# READING PASSAGE start

In [None]:
import numpy as np
from datetime import datetime, date, time, timedelta
from dateutil import parser
import csv

import h5py
import os, fnmatch

In [None]:
"""
FIND SPECIFIED PATTERN USING FNMATCH 
"""
def pattern_finder(home_dir, pattern):
    
    names = []
    for root, dirs, files in os.walk(home_dir):
        for name in files:
            if fnmatch.fnmatch(name, pattern):
                name = str(name)
                names.append(name)
    
    return names

The objective of the deep learning system investigated in this project is the forecast of the N-S component of the IMF, Bz, measured in the GSM coordinate system at Lagrange point 1 (L1), in a two day window, 3 - 5 days ahead of the corresponding Solar and Heliophysics Observatory (SOHO) image products.
This challenge is cast as a binary classification problem and compared with a Gaussian Naive Bayes classifier baseline.

# READING PASSAGE end
# STORED ROWS start

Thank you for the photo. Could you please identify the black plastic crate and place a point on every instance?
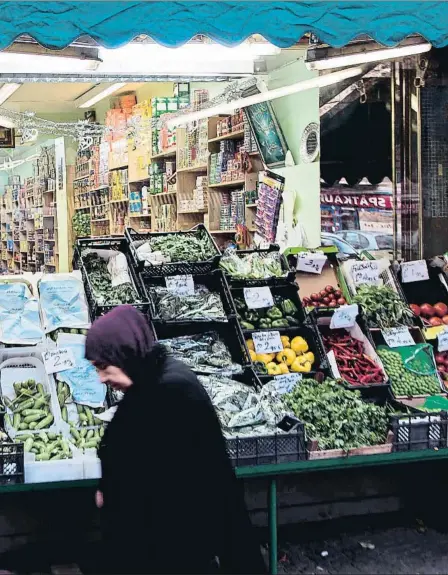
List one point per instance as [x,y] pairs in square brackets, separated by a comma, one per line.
[312,337]
[369,390]
[214,281]
[114,244]
[229,332]
[135,239]
[11,463]
[273,281]
[283,291]
[419,431]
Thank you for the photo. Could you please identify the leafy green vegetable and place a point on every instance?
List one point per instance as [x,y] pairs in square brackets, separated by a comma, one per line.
[337,417]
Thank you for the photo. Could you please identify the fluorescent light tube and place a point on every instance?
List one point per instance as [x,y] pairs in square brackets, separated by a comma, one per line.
[7,90]
[368,57]
[103,94]
[228,108]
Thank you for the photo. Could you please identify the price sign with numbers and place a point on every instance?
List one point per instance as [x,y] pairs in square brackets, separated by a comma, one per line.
[415,271]
[344,316]
[397,336]
[366,273]
[267,341]
[311,263]
[257,298]
[182,285]
[443,340]
[58,359]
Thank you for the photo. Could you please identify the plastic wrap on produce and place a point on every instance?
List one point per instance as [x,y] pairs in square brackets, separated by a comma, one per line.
[203,353]
[19,315]
[62,302]
[202,305]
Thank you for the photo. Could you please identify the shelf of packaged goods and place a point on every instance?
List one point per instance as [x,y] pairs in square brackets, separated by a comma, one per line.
[192,169]
[170,153]
[237,135]
[233,184]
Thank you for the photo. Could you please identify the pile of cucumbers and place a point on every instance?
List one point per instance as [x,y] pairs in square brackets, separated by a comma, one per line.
[31,407]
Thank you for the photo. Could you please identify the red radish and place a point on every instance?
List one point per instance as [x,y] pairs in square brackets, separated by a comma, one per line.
[415,308]
[441,309]
[427,310]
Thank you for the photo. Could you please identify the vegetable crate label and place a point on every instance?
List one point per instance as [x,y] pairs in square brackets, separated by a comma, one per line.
[415,271]
[267,342]
[365,273]
[397,336]
[181,285]
[59,359]
[257,298]
[443,340]
[344,316]
[311,263]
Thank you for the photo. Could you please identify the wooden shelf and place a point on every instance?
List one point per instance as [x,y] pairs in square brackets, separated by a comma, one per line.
[233,184]
[232,136]
[170,153]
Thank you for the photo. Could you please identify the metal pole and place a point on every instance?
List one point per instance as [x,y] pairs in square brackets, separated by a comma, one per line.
[272,518]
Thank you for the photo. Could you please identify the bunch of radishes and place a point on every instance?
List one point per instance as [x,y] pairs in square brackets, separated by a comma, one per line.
[328,297]
[431,314]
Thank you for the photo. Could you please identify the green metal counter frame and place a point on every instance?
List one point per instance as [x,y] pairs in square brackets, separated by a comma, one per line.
[270,472]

# STORED ROWS end

**OBJECTIVE**
Return, verbatim, the portion of the notebook on forecasting the IMF component Bz that runs from "return names" up to and including "(SOHO) image products.".

**WRITTEN ANSWER**
return names

The objective of the deep learning system investigated in this project is the forecast of the N-S component of the IMF, Bz, measured in the GSM coordinate system at Lagrange point 1 (L1), in a two day window, 3 - 5 days ahead of the corresponding Solar and Heliophysics Observatory (SOHO) image products.